* **Work to do**: Gather every line of the material below that holds the string "rays", and copy each one in full. Case counts.

[Dataset excerpts on object pointing]
————————
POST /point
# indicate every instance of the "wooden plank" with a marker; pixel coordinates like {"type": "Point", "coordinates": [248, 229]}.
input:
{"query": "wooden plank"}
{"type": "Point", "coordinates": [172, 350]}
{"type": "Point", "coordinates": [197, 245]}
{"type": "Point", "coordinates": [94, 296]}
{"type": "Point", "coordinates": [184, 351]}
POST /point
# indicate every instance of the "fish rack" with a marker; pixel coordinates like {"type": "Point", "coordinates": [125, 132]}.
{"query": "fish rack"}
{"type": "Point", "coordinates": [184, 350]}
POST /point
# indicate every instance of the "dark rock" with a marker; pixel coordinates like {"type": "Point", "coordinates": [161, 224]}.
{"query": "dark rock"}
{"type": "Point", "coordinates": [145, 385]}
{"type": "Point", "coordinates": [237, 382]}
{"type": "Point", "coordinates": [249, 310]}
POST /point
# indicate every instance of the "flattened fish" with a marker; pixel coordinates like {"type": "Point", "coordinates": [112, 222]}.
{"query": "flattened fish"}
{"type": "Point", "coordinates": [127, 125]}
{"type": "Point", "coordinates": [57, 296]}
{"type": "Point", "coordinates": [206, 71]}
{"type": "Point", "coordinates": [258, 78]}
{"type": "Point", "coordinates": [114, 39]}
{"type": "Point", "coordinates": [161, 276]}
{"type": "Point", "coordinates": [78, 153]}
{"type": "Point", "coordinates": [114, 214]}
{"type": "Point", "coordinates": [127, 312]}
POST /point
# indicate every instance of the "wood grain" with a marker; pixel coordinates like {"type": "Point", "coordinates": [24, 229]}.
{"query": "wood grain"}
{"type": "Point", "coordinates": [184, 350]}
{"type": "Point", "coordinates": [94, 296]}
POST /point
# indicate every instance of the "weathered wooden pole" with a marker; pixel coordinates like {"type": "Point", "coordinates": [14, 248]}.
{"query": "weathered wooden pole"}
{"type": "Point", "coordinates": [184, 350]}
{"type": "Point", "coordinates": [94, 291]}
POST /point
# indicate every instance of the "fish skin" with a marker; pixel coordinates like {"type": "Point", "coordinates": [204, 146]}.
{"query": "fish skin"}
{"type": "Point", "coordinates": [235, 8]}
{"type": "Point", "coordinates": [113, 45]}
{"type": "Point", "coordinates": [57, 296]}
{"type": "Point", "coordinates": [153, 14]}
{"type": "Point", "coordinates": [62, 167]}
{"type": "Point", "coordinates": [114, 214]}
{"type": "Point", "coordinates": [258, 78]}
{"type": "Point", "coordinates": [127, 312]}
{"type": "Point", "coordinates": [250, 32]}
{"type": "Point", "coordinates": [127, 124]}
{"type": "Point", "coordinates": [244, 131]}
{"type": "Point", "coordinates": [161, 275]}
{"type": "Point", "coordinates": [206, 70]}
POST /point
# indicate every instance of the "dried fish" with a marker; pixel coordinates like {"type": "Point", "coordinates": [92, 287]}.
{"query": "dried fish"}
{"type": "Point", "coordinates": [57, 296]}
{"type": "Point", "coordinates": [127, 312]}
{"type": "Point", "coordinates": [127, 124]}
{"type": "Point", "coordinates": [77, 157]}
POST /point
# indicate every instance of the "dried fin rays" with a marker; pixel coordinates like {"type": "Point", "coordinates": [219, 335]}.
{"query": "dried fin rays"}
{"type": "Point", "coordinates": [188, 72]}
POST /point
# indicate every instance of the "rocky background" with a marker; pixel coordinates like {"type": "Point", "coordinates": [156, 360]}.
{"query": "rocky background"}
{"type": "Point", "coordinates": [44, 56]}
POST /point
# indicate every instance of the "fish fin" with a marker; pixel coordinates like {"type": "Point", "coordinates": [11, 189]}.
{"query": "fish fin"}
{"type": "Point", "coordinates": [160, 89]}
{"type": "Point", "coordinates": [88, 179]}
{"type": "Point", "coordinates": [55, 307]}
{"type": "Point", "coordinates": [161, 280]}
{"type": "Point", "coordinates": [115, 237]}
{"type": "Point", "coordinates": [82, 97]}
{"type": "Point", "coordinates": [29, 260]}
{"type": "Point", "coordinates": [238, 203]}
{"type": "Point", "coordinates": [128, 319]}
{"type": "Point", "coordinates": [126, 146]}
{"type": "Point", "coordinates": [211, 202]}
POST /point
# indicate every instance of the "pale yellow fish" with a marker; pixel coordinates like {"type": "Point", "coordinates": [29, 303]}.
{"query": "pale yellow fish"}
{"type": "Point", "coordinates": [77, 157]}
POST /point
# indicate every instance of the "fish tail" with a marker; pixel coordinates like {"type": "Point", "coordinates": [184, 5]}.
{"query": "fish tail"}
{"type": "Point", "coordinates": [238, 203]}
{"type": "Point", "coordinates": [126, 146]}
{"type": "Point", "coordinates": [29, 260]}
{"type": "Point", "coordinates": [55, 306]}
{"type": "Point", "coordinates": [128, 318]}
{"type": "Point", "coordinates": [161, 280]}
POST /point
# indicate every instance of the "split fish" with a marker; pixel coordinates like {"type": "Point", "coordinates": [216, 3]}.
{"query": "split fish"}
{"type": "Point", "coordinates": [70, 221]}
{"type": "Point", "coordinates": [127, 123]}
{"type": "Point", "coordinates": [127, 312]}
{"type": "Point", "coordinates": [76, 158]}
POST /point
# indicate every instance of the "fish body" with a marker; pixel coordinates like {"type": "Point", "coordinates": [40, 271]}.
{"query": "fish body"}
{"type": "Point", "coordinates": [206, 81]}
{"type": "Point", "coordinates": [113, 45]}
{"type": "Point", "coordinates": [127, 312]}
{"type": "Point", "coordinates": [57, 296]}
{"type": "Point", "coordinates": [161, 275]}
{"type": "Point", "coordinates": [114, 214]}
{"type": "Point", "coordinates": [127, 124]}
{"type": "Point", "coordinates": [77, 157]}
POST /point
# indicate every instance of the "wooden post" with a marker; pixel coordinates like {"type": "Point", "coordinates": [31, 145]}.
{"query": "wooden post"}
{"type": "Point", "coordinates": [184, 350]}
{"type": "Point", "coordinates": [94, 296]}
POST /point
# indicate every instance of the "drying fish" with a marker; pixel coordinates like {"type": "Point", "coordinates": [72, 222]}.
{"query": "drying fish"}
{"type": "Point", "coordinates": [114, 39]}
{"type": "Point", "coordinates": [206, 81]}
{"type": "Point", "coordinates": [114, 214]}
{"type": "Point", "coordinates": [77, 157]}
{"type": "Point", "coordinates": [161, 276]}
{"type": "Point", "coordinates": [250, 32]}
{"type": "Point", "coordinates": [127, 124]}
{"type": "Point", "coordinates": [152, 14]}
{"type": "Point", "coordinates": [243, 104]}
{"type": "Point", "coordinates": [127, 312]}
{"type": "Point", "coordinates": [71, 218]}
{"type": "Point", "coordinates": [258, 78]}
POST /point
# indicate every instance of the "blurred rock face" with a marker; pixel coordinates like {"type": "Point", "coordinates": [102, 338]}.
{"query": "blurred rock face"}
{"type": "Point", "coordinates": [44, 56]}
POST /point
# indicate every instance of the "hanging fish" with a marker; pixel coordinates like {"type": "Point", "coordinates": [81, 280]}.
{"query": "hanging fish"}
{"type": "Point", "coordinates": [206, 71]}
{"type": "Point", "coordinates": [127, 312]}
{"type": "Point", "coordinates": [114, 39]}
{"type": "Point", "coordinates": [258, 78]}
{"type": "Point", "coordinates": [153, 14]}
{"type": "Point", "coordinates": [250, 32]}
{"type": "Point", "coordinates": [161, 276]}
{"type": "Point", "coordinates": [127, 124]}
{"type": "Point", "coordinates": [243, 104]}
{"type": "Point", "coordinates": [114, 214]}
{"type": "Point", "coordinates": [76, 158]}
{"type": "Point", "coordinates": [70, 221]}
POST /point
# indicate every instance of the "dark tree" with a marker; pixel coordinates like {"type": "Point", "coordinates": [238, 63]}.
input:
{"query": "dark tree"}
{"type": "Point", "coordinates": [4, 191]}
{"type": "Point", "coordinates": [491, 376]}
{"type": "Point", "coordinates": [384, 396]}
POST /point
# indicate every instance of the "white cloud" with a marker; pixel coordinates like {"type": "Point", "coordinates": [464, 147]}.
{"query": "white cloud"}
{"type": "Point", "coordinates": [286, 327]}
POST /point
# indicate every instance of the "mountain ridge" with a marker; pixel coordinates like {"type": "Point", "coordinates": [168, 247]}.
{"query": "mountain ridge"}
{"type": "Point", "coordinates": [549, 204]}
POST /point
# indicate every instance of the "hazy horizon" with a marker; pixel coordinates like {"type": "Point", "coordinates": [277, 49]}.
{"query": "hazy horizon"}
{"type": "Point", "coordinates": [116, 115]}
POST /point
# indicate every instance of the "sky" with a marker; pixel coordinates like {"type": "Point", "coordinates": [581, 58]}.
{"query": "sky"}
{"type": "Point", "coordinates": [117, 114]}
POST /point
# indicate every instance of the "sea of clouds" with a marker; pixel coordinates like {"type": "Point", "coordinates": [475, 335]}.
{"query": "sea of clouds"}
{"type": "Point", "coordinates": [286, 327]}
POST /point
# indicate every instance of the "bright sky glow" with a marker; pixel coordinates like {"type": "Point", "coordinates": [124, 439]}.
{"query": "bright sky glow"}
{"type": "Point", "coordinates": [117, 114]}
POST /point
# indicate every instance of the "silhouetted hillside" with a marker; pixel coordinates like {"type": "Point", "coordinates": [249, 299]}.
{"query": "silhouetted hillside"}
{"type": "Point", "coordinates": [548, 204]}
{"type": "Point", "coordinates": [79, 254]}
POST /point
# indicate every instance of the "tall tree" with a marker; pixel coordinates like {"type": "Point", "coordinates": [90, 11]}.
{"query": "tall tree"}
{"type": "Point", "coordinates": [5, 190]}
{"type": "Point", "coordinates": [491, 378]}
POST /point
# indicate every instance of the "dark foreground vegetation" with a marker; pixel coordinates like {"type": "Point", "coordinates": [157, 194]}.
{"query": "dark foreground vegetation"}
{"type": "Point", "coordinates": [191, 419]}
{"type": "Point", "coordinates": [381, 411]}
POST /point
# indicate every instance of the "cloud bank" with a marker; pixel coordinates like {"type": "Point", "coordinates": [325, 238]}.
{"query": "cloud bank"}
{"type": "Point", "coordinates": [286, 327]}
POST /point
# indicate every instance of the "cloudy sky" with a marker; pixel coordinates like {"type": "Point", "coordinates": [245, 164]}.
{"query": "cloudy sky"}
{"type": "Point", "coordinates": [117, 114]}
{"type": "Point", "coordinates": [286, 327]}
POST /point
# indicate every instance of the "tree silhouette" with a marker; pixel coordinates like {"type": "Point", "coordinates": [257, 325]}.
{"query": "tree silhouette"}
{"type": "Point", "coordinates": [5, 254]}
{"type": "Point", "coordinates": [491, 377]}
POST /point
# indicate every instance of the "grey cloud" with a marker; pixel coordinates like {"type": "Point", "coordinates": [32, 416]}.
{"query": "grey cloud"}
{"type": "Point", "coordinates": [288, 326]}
————————
* **Complete answer**:
# indicate every instance of the "dried fin rays" with a marker; pixel coordinates like {"type": "Point", "coordinates": [219, 335]}.
{"query": "dried fin rays"}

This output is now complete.